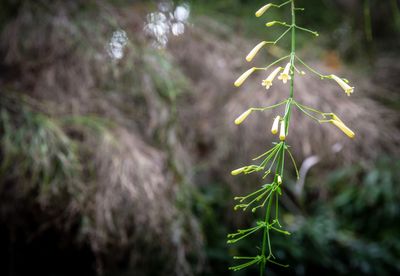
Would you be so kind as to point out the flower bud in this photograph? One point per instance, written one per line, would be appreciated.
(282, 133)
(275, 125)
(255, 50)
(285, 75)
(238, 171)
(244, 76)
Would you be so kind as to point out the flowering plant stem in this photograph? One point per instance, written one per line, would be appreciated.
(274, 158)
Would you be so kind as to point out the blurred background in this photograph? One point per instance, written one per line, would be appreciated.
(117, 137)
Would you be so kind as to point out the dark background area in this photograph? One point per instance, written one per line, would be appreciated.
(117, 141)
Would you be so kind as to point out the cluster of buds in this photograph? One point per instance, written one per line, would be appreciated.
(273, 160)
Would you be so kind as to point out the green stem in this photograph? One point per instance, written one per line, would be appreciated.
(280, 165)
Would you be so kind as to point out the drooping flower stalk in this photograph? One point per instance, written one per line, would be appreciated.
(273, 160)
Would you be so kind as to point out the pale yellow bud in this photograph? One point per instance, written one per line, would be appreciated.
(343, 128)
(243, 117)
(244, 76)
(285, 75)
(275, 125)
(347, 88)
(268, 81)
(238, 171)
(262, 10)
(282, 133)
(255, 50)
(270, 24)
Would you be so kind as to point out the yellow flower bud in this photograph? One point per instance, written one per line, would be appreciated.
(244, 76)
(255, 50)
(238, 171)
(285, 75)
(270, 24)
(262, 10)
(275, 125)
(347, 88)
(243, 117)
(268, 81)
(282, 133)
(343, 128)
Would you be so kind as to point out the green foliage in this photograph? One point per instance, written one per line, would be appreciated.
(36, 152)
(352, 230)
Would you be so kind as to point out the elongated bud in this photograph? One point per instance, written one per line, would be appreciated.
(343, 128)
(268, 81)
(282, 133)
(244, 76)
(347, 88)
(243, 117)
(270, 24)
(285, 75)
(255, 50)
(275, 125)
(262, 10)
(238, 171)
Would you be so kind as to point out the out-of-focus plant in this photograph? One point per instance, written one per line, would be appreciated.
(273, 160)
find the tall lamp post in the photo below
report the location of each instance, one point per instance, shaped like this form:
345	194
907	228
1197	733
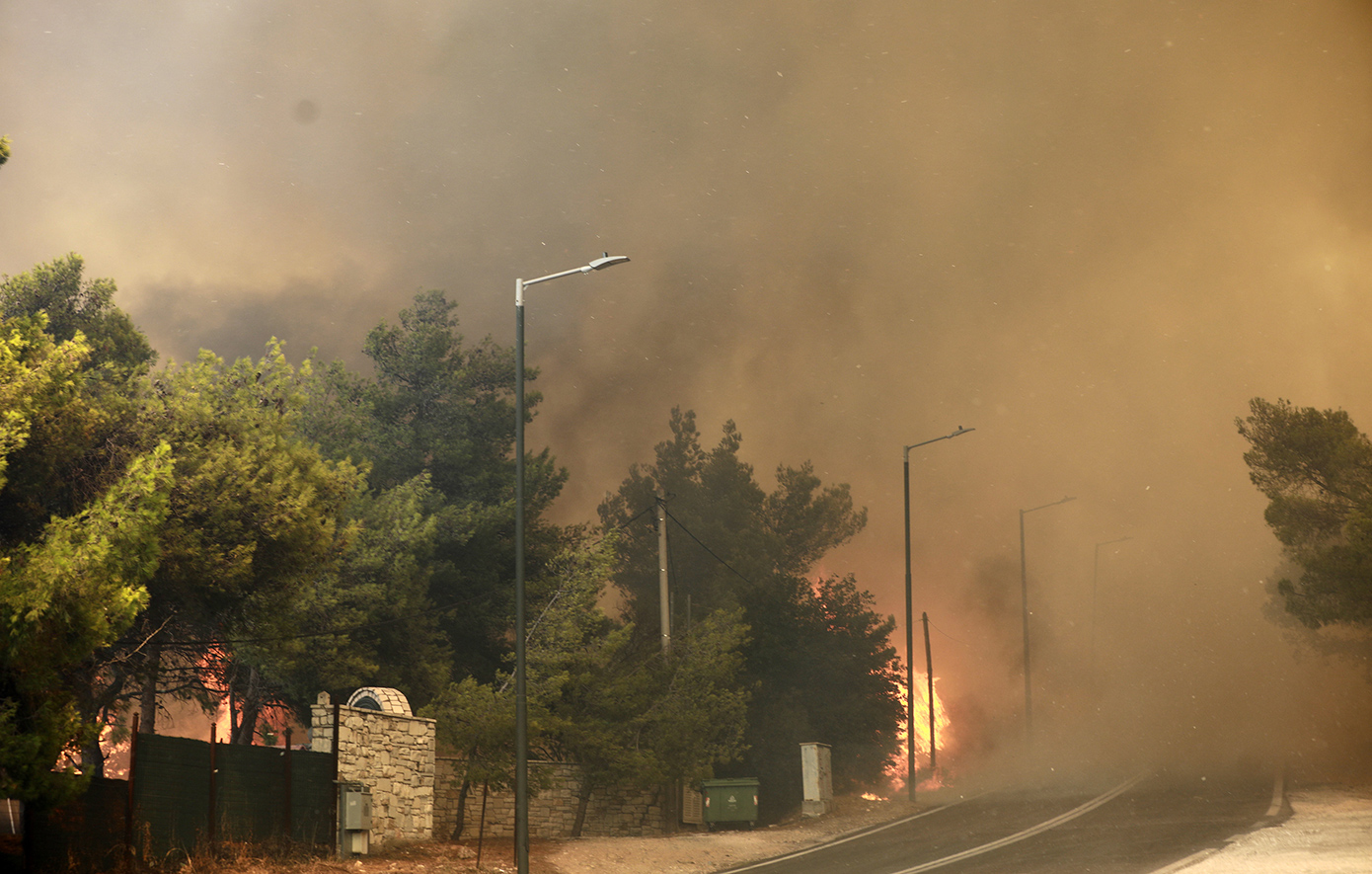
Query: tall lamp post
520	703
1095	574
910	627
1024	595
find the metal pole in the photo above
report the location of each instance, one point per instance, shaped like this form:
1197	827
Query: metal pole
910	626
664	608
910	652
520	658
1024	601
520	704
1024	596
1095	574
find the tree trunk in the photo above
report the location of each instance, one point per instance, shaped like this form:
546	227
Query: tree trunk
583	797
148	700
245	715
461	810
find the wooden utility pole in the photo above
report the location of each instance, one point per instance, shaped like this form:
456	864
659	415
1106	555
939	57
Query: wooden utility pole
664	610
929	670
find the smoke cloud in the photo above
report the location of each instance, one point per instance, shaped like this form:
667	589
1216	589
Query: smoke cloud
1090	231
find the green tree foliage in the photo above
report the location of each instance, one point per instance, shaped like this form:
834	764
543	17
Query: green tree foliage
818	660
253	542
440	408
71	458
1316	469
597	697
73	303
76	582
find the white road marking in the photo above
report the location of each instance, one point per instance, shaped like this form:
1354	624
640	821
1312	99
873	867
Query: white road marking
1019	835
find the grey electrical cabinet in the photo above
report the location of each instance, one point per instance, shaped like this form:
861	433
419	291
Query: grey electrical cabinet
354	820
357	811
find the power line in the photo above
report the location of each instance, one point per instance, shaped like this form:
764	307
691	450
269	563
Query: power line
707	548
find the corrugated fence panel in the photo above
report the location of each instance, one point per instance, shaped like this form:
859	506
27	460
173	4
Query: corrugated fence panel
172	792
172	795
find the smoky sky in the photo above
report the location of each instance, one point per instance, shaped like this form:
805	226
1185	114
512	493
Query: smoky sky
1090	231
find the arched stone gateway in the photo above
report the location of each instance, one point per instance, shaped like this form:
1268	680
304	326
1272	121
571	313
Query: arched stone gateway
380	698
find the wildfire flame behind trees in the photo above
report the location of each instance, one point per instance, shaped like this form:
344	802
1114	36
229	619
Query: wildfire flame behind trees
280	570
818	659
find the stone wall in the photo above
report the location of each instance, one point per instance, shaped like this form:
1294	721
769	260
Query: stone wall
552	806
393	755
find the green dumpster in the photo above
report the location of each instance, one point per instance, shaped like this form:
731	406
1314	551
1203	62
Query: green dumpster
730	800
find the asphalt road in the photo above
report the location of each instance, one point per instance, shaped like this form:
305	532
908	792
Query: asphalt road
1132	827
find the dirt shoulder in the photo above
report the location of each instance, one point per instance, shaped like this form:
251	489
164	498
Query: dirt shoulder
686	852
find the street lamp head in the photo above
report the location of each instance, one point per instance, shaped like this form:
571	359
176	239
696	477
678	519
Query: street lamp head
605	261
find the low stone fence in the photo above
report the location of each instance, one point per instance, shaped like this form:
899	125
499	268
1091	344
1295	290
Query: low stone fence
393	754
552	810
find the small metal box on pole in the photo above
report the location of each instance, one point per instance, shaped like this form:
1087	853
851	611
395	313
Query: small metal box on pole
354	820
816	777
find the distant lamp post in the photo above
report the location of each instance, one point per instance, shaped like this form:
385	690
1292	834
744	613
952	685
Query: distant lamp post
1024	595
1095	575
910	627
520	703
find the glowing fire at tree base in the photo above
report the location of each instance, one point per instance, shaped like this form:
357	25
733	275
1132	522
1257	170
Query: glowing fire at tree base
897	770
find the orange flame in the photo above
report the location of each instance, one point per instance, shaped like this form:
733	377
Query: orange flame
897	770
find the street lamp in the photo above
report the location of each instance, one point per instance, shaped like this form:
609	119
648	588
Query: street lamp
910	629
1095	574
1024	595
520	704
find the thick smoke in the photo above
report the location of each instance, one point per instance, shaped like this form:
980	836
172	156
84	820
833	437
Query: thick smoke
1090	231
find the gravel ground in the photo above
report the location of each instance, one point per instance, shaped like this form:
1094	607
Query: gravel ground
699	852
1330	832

■ DIRECTIONS FOR THIS TASK ■
Beginning at the line where "find the street lamp in the photo above" appears, extract each line through the end of the data above; keep them exact and include nothing else.

■ EXERCISE RESPONSE ■
find the street lamp in the photo above
report the location of each instance, one point per instance, shaped like this form:
609	119
648	588
Query: street lamp
910	629
1095	574
1024	595
520	704
find the thick smoke in the photo above
report the location of each instance, one point per instance, shaped like this form:
980	836
172	156
84	820
833	437
Query: thick smoke
1090	231
find the gravel ground in the photo above
report the location of each instance, one point per instance, shaped like this form:
1094	607
Query: gravel ground
699	852
1330	832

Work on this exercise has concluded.